Task goal: Would you return the entries below exactly from the line containing "Objective — one point per instance of the doorway opening" onward, ending with the final line and including it, and nothing else?

Records contained in a dataset:
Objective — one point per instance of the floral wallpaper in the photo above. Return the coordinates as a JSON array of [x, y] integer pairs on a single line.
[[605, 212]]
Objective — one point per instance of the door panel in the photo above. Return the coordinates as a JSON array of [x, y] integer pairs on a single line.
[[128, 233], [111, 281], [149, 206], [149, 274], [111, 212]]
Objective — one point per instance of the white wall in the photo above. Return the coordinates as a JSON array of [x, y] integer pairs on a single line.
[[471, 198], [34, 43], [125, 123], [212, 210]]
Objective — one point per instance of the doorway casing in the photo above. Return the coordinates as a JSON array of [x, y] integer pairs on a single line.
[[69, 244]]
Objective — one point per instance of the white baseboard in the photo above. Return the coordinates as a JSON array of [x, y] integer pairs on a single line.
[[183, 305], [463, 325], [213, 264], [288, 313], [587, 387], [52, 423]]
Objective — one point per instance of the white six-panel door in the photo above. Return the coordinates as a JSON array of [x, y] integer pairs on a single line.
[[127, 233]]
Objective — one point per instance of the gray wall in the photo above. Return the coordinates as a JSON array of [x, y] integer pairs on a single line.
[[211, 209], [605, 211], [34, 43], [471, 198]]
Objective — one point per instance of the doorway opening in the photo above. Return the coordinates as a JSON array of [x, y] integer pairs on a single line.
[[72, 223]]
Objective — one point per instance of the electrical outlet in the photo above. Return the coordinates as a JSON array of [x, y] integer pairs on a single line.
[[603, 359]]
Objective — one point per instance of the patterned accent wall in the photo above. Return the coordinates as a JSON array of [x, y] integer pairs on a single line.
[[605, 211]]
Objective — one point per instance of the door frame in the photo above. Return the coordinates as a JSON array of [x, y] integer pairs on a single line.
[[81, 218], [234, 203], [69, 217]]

Answer for the task:
Objective — one point per instance of the doorway opening in the photo above. Return the coordinates as a JSON array of [x, y] integer pairs on a single line.
[[72, 223]]
Objective — one point per instance of the electrical outlet in the photo above. Return the coordinates as a JSON array of [x, y] integer pairs on a single line.
[[603, 359]]
Objective — one point per instance of the patterned accent wall in the photo above. Return the coordinates as a JSON array of [x, y] integer pairs on a single line.
[[605, 211]]
Objective — one point per instance of the door frame in the photo above. Return the coordinates as a JSON array of [x, y] integer pairs on a single line.
[[81, 218], [234, 203], [69, 217]]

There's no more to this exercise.